• [Anweisungen]:
1. Wer bringt laut der Beschreibung der Kaiserproklamation das „Hoch auf Kaiser Wilhelm“ aus?
2. Knüpfe an den letzten Satz der Beschreibung der Kaiserproklamation an und schreibe sie weiter.
━━ Vorliegender Text
Das Gemälde von 1877 veranschaulicht die Proklamation des preußischen Königs Wilhelm I. zum Deutschen Kaiser im Spiegelsaal des Schlosses von Schlosses von Versailles in Frankreich. Das Gemälde wurde in einer Weitperspektive gemalt.

Der Spiegelsaal ist gefüllt mit vielen deutschen Fürsten und Soldaten. An einer Querseite stehen auf einem erhöhten Bereich (Estrade), zu dem vier Stufen hinaufführen, Fürsten. In ihrer Reihe befindet sich Wilhelm I. Dahinter sind Fahnen von deutschen Regimentern aufgestellt. Gegenüber befinden sich viele jubelnde Fürsten und Soldaten. Die meisten halten ihre Schwerter und Helme hoch. Dies ist eine Geste, den Kaiser hochleben zu lassen. Otto von Bismarck (in dunkelblauer Uniform wie auch die anderen preußischen Offiziere) steht aus Betrachtersicht auf der linken Seite ein Stück vor den Stufen und hält mit Blick zu Wilhelm I. in seinen Händen die Proklamationsurkunde. Rechts neben ihm steht der preußische Generalstabschef Helmuth von Moltke. Vorne links und auf der rechten Bildhälfte in Längsrichtung zum Kaiser schauend befinden sich viele Offiziere (z. B. aus Preußen und Bayern).

Die Fürsten, die neben Wilhelm I. zur Unterstützung stehen, sind als Vertreter deutscher Einzelstaaten besonders wichtige Leute. In dem Moment, der abgebildet wird, bringt Großherzog Friedrich I. von Baden (aus Betrachtersicht rechts neben Wilhelm I.) das „Hoch auf Kaiser Wilhelm“ aus.
━━━━
━━ Gesammeltes Material
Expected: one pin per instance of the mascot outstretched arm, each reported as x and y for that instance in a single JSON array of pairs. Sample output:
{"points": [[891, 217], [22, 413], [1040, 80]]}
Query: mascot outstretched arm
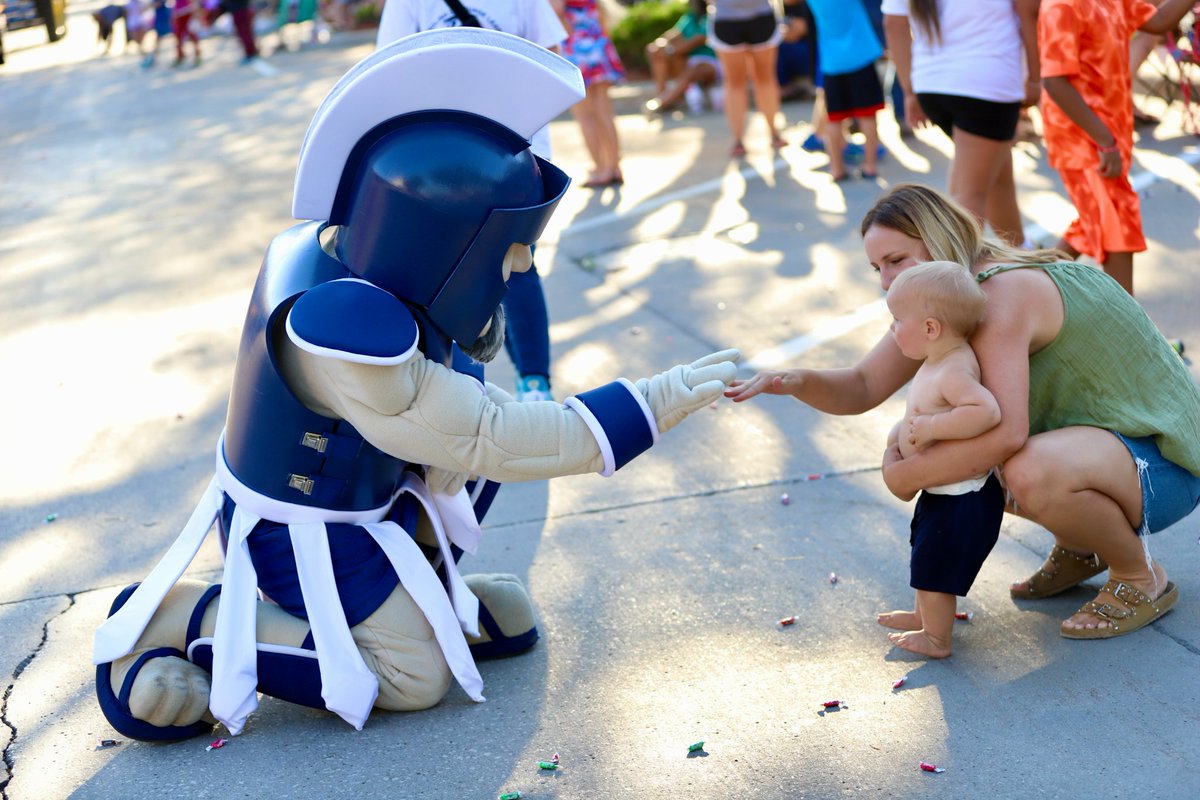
{"points": [[361, 446]]}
━━━━
• [Antworten]:
1. Großherzog Friedrich I. von Baden.

2.
Oben ist ein Stück vom Deckengemälde des Malers Charles Lebrun (1619 – 1690) bemerkbar, das unter anderem den Rheinübergang der Truppen König Ludwigs XIV. im Jahr 1672 zeigt. In einem Kontrast wird in der Gegenwart dort nun sichtbar, wie ein siegreich geführte Krieg gegen Frankreich zur Gründung eines deutschen Reiches führt.

Die Ausrufung zum Kaiser erscheint als eine Sache von Fürsten und Soldaten (verschiedener deutscher Einzelstaaten).

Der Monarch erscheint würdevoll, die Fürsten und Soldaten begeistert.

Einzelne Personen wie Wilhelm I. und Bismarck treten ein wenig hervor, aber hervorgehoben sind weniger einzelne Personen als die Fürsten und die deutschen Heerführer in ihrer Gesamtheit.

Das Gemälde von 1885 zeigt die Kaiserproklamation in Nahperspektive und etwas anders.

Vorne im Saal, in der Mitte der linken Seite des Bildes, erkennt man Wilhelm I., links und rechts daneben stehen deutsche Fürsten. Ebenso befinden sich hinter ihm deutsche Fürsten. Dahinter sind Fahnen von deutschen Regimentern aufgestellt. An der rechten Seite von Wilhelm I. steht der preußische Kronprinz Friedrich Wilhelm, auf der linken Seite Großherzog Friedrich I. von Baden (aus Betrachtersicht rechts neben Wilhelm I.), der mit erhobenen rechten Arm das „Hoch auf Kaiser Wilhelm“ ausbringt. Diese Gruppe steht auf einem erhöhten Bereich (Estrade), zu dem drei Stufen führen.

Viele der Fürsten tragen dunkelblaue Uniformen mit schwarzen Hosen, die lange rote Streifen besitzen. Sie tragen weiße Handschuhe. Ihre Schuhe sind schwarz. Seitlich stehen zwei weitere Männer in weißen Uniformröcken mit schwarzen Hosen und Stiefeln. Einer von ihnen trägt zusätzlich einen Helm und hat ein aufgerichtetes Schwert dabei.

Gegenüber der Estrade befindet sich der größere Teil der Personen.

Die meisten Fürsten und Offiziere halten ihre Hüte und Schwerte nach oben und jubeln zugleich.

Der Monarch erscheint würdevoll, die Fürsten und Soldaten begeistert.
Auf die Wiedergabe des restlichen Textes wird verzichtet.